### PROBLEM TO SOLVE
The output should consist solely of the line containing "the soldier's trousers" and the lines that follow it through the end of the data below.

### MATERIAL
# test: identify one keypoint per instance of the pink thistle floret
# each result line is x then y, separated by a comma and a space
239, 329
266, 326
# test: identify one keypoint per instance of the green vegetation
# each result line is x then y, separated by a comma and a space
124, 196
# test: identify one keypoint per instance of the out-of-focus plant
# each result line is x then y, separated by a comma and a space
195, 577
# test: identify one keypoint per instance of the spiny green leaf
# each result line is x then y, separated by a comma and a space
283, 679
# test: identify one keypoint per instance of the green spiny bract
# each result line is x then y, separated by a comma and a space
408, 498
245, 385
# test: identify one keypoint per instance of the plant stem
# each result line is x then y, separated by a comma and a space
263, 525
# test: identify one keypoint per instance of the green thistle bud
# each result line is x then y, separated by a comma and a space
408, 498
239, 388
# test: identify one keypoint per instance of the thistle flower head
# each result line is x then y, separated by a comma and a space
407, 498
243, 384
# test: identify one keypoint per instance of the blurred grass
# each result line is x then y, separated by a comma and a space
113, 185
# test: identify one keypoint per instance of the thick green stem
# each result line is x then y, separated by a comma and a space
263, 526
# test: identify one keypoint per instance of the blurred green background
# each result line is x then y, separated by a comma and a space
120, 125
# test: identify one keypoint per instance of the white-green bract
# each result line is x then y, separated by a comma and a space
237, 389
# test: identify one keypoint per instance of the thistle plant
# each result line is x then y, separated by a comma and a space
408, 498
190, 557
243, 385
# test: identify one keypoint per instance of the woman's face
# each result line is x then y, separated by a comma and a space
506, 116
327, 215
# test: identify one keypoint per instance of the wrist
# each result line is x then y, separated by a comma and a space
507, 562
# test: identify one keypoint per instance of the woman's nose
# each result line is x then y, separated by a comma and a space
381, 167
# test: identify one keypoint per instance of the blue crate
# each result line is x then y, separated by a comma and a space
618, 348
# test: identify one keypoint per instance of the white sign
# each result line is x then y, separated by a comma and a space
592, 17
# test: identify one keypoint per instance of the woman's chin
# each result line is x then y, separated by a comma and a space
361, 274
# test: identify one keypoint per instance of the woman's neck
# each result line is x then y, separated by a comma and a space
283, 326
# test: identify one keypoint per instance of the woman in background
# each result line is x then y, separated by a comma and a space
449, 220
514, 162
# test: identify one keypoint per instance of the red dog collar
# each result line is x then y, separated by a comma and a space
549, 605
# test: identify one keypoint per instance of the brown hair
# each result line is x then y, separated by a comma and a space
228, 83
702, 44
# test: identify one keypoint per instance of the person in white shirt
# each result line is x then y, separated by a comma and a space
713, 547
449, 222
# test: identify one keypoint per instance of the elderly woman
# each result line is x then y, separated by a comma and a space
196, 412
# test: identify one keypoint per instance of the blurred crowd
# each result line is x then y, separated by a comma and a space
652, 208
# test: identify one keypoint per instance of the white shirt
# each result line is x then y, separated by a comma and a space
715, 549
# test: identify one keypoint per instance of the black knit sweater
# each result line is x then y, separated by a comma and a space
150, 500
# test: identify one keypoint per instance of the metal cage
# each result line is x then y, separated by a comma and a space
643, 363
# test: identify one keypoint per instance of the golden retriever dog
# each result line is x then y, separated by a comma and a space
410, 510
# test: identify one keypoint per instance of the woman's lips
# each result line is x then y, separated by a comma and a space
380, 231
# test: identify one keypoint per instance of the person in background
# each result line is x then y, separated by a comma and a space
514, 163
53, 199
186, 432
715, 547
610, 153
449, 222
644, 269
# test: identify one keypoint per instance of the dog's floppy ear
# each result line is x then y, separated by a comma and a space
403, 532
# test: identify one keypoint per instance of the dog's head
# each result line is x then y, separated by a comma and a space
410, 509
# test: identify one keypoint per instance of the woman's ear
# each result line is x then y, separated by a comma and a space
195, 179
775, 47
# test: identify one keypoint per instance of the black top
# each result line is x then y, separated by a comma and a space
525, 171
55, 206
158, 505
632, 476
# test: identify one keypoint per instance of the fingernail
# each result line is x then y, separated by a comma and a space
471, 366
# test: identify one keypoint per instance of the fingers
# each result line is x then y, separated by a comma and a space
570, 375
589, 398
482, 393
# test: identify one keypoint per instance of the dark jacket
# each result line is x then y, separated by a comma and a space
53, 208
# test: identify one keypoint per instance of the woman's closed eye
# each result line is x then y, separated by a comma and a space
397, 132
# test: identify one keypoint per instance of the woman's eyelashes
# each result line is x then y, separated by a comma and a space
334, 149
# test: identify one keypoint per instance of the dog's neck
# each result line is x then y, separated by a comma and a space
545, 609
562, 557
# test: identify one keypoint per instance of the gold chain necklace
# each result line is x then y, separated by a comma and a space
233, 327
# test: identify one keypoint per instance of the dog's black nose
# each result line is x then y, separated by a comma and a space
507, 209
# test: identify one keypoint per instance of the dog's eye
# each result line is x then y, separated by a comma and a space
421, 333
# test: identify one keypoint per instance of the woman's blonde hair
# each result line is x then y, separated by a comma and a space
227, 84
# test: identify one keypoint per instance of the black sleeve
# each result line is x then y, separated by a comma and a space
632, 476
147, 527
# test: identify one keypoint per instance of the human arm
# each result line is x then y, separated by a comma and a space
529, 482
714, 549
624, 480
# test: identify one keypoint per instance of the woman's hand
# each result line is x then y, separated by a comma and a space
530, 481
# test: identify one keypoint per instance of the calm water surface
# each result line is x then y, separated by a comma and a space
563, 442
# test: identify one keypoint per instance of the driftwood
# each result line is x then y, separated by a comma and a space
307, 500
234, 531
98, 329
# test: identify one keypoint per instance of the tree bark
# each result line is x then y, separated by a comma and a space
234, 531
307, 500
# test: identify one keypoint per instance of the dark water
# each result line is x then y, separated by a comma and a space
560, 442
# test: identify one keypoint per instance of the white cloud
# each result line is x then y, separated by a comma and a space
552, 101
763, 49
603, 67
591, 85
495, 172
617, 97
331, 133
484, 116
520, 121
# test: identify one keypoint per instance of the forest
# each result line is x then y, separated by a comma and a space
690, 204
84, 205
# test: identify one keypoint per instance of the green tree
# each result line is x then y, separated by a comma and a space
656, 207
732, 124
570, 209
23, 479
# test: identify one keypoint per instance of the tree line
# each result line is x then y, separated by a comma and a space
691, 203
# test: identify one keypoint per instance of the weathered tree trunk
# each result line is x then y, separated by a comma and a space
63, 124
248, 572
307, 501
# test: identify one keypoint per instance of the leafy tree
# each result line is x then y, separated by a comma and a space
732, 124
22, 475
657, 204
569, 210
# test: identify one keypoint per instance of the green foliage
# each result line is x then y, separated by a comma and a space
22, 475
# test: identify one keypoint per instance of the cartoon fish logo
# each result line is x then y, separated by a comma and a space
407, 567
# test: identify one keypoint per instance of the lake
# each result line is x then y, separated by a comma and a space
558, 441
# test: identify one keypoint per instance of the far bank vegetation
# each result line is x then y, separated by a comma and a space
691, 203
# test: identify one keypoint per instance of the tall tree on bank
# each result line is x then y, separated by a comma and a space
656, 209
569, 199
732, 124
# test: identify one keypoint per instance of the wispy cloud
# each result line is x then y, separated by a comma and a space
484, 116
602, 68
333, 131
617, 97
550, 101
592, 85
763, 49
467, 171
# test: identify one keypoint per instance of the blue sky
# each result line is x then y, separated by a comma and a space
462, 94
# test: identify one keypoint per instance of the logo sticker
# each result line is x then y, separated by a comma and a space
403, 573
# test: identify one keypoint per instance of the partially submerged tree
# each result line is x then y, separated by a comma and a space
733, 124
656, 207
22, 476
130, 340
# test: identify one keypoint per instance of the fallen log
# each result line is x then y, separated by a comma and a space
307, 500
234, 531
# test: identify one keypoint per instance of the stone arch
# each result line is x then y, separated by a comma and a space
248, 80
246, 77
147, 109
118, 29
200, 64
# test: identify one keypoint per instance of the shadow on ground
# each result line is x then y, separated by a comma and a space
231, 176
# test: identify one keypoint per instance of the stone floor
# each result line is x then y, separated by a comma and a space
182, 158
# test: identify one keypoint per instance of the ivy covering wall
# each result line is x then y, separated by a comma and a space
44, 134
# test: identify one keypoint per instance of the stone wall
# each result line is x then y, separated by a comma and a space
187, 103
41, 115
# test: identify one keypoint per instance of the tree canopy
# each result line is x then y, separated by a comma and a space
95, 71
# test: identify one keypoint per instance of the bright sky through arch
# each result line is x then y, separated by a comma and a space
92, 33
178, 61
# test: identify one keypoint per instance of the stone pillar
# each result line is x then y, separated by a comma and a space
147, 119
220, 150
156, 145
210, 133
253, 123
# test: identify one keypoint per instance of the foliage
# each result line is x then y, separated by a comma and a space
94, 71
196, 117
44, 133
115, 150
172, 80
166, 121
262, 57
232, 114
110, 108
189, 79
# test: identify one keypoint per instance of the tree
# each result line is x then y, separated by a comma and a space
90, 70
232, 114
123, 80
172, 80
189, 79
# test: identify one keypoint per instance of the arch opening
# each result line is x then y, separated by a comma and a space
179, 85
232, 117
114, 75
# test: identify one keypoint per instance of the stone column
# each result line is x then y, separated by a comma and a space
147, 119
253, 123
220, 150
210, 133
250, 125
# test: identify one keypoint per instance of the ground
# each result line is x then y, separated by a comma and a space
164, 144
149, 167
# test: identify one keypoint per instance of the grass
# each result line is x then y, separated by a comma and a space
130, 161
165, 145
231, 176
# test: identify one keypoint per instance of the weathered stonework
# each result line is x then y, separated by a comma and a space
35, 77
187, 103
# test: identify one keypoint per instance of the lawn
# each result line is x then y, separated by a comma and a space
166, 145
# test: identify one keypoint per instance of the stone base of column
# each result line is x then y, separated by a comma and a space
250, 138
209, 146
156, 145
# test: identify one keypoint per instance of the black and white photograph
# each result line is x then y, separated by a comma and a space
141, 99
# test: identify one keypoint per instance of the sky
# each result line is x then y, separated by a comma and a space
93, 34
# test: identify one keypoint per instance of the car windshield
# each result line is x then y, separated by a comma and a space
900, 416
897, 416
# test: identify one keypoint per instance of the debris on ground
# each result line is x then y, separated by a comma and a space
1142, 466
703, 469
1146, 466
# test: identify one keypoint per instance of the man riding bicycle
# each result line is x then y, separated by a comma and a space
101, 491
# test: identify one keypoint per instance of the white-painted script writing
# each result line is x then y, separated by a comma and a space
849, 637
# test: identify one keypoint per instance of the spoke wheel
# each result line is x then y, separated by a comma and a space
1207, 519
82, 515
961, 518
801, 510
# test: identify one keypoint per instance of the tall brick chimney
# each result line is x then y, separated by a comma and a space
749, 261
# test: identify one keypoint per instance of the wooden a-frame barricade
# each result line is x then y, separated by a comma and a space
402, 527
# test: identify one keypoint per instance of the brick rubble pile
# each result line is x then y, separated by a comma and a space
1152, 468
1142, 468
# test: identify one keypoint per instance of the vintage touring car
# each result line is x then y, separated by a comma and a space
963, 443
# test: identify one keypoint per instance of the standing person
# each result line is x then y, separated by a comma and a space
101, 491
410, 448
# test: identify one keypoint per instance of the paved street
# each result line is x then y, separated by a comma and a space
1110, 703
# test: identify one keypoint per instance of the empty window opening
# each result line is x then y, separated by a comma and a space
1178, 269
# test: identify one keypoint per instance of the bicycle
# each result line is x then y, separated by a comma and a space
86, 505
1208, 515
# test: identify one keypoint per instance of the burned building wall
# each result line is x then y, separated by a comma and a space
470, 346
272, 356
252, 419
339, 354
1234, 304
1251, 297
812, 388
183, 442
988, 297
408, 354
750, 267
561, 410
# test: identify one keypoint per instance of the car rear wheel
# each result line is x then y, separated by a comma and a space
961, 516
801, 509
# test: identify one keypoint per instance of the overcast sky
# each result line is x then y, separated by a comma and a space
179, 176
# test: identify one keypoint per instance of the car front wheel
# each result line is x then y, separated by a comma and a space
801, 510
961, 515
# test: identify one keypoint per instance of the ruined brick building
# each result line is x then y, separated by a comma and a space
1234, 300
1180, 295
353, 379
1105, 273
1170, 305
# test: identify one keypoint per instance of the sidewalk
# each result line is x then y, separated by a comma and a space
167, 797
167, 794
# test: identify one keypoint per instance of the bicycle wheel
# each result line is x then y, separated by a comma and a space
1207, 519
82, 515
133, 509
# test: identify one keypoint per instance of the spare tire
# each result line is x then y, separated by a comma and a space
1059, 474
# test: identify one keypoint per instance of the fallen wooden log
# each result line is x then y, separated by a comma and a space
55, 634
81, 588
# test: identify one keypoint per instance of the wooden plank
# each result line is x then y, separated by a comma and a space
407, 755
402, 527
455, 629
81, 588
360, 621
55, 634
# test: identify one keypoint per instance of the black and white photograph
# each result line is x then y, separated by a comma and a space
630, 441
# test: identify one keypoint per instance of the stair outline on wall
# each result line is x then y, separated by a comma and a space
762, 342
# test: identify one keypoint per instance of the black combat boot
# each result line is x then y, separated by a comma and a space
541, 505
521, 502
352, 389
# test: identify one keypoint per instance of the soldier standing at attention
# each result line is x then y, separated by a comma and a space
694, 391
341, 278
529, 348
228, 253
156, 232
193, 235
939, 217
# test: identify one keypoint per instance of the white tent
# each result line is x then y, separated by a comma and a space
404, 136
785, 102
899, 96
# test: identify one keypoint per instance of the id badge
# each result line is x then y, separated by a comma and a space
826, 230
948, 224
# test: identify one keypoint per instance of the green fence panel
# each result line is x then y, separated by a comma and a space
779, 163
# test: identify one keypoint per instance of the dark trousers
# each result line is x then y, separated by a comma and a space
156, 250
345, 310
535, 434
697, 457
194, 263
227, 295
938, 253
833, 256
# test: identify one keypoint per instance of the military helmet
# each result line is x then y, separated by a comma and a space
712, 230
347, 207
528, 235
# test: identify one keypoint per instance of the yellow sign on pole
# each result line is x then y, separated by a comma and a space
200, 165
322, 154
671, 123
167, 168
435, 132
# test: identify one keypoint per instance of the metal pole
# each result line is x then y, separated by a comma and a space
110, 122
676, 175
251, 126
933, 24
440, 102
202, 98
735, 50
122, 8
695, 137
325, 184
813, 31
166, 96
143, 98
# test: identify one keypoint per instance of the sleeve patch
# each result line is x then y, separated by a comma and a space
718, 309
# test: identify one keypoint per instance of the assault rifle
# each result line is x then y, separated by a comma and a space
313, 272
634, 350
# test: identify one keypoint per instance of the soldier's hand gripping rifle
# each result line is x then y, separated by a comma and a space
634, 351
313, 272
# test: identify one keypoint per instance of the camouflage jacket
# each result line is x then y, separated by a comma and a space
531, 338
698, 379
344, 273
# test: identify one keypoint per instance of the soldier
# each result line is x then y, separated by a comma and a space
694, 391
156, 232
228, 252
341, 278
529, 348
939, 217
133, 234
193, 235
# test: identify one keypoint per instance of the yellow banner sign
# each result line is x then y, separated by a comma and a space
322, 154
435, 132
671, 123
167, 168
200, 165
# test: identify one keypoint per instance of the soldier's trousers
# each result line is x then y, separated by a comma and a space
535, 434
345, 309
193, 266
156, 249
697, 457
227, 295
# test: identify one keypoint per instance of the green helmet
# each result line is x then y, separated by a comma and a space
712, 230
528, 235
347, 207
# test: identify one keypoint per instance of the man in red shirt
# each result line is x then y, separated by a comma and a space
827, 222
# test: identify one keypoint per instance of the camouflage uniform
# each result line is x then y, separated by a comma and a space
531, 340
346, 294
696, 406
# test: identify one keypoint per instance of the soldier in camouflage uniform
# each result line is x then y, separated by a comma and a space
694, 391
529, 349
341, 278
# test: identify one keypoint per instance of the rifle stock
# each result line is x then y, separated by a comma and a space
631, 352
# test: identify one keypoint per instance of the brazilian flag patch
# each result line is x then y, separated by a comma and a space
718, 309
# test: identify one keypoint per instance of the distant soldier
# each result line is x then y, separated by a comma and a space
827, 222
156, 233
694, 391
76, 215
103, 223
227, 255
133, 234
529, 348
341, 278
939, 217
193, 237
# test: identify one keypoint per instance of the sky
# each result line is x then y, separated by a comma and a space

### CORRECT RESPONSE
# test: identify one keypoint per instance of the soldier's trousers
# each result line is x then y, separated by a comma and a space
535, 434
345, 309
193, 266
156, 249
697, 457
227, 295
# test: identify one keypoint per instance of the green helmet
# each result line is x then y, separated by a comma and a space
712, 230
528, 235
347, 207
# test: identify one keypoint per instance of the man in red shirt
# each result line is x then y, separated by a comma and a space
827, 222
# test: identify one keypoint per instance of the camouflage uniform
# each result line is x then y, separated by a comma and a space
531, 340
346, 294
696, 406
# test: identify one keypoint per instance of the soldier in camouflage uniform
# each result line is x then y, separated by a comma and a space
694, 391
529, 349
341, 278
# test: identify one keypoint per instance of the rifle stock
# each result line is x then y, separated by a comma and a space
631, 352
# test: identify one keypoint per instance of the brazilian flag patch
# each result line is x then y, separated by a comma and a space
718, 309
# test: identify one keypoint per instance of the distant soldier
# each result line is x then y, separated by a comma and a space
827, 222
156, 233
694, 391
76, 215
103, 223
227, 255
133, 234
529, 348
341, 278
939, 217
193, 237
# test: identify one keypoint per instance of the sky
# each result line is x then y, separated by a comma and a space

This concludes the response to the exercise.